Requirements:
Update the lines of the listing from the one containing "Drop one dot on each instance of the mulch" through the one containing "[1045, 122]", inclusive, by replacing "rear door handle" with "back door handle" and leaving everything else unchanged. Return only those lines.

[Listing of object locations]
* begin *

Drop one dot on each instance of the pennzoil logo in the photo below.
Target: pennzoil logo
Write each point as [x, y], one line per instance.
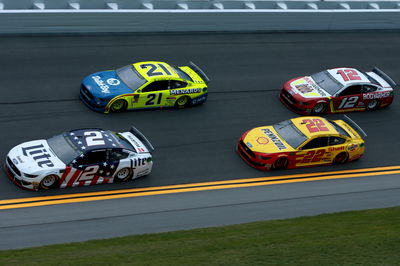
[185, 91]
[278, 143]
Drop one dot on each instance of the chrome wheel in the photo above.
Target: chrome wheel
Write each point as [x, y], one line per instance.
[48, 181]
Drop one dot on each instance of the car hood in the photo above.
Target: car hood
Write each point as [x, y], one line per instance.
[34, 157]
[105, 84]
[266, 140]
[307, 88]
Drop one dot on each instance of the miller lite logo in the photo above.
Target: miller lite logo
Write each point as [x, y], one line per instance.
[39, 154]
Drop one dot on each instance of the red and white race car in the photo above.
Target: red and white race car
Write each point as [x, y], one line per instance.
[338, 90]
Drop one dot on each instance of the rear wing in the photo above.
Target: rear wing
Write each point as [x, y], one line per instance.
[142, 138]
[383, 75]
[199, 72]
[356, 127]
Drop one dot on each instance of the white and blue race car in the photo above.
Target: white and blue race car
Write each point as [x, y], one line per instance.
[80, 157]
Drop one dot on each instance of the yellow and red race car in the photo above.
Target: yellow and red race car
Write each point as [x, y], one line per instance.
[144, 85]
[301, 142]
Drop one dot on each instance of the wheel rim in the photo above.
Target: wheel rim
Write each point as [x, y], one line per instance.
[123, 173]
[372, 104]
[280, 163]
[49, 180]
[181, 101]
[118, 105]
[319, 108]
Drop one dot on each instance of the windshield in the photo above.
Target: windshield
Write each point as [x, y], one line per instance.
[182, 74]
[290, 133]
[327, 82]
[130, 77]
[339, 129]
[63, 149]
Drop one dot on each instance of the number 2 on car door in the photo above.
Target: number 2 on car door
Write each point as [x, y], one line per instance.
[151, 98]
[348, 102]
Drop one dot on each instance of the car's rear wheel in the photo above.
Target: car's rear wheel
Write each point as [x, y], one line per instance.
[373, 104]
[341, 158]
[49, 181]
[182, 102]
[280, 163]
[319, 108]
[123, 175]
[118, 106]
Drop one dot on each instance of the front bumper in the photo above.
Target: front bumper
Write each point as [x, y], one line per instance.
[292, 104]
[18, 180]
[251, 160]
[89, 101]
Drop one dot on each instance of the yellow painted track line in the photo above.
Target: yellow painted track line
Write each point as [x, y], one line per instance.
[187, 188]
[236, 181]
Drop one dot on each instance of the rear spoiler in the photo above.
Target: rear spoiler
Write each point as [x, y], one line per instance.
[385, 77]
[356, 127]
[199, 72]
[142, 138]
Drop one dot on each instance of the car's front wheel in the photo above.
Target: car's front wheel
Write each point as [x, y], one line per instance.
[49, 181]
[123, 175]
[319, 108]
[182, 102]
[118, 106]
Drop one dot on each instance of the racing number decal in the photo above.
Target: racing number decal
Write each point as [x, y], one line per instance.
[313, 156]
[94, 138]
[315, 125]
[151, 97]
[348, 102]
[88, 173]
[349, 74]
[153, 67]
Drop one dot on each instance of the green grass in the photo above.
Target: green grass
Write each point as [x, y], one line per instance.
[369, 237]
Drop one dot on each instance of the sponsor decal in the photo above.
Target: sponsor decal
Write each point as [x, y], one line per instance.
[185, 91]
[376, 95]
[352, 147]
[104, 88]
[336, 148]
[113, 82]
[39, 154]
[304, 88]
[278, 143]
[262, 140]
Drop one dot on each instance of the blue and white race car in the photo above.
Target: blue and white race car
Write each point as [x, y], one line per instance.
[80, 157]
[144, 85]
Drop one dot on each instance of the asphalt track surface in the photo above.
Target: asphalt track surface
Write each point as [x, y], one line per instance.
[40, 79]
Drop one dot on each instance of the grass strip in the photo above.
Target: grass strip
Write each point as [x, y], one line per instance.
[370, 237]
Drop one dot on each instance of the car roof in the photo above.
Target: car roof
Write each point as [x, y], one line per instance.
[314, 126]
[89, 139]
[155, 70]
[349, 76]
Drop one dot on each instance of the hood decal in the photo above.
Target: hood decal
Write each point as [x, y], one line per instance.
[274, 138]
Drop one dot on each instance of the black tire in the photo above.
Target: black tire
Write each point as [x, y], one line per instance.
[49, 181]
[280, 163]
[319, 108]
[341, 158]
[118, 106]
[373, 104]
[123, 175]
[182, 102]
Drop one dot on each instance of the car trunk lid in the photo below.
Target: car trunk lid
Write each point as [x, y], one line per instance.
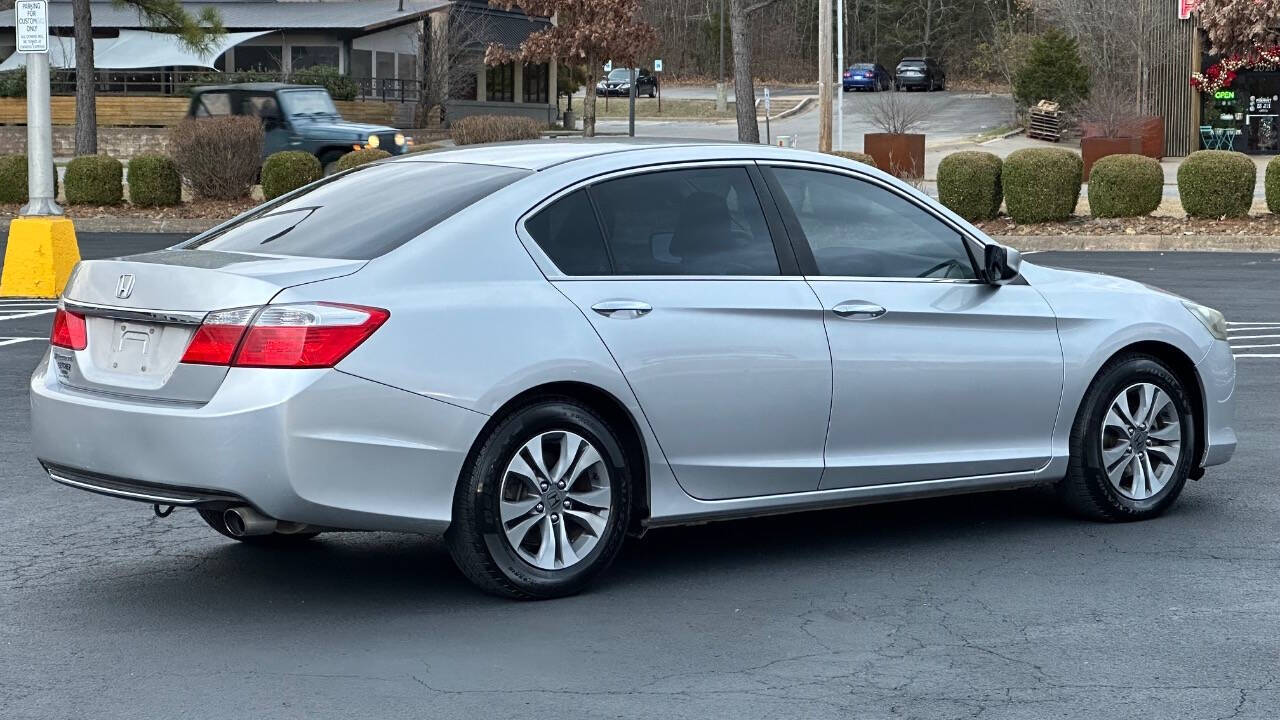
[141, 313]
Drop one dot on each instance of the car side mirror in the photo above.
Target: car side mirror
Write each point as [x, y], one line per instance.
[1001, 264]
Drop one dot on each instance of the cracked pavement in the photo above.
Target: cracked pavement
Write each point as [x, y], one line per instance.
[993, 606]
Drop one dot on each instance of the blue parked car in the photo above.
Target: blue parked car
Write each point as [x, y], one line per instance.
[867, 76]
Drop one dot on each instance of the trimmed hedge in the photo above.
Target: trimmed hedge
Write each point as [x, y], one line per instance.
[95, 180]
[855, 156]
[494, 128]
[154, 181]
[1271, 183]
[357, 158]
[1216, 183]
[288, 171]
[219, 158]
[1125, 186]
[969, 185]
[1041, 183]
[13, 178]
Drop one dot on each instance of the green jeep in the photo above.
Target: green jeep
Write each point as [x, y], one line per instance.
[295, 117]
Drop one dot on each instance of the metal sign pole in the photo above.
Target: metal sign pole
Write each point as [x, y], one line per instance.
[32, 31]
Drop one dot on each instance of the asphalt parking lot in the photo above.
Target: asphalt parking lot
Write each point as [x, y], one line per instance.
[991, 606]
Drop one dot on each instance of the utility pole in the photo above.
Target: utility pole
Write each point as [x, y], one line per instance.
[721, 100]
[824, 76]
[840, 74]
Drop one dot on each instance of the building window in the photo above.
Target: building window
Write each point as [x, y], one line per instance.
[261, 58]
[499, 85]
[535, 83]
[361, 64]
[304, 57]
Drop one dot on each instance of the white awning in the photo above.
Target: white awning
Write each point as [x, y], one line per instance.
[136, 49]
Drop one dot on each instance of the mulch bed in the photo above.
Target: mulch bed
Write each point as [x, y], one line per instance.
[1078, 224]
[202, 209]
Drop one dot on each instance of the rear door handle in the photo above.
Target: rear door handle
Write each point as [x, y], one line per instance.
[622, 309]
[858, 310]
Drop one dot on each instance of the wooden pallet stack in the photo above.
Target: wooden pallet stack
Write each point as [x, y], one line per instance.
[1045, 122]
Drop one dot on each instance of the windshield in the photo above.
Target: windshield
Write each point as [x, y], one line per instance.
[337, 217]
[307, 103]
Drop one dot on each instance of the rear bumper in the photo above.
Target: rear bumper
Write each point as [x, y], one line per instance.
[307, 446]
[1217, 376]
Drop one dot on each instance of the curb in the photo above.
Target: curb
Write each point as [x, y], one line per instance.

* end *

Complete answer:
Drop one dot on each instance of the mulch bed in the photo above.
Target: mulch bed
Write each point as [x, y], one line per instance.
[1078, 224]
[202, 209]
Drop one dot on each instance of the back door handle in the photo above.
Target: back door handle
Write each point as [x, y], one line per instance.
[622, 309]
[858, 310]
Drop one dot on each instance of the wooden pallet stack in the photo above.
Target: wooden pallet stack
Write each point as [x, y], one line per instance.
[1045, 122]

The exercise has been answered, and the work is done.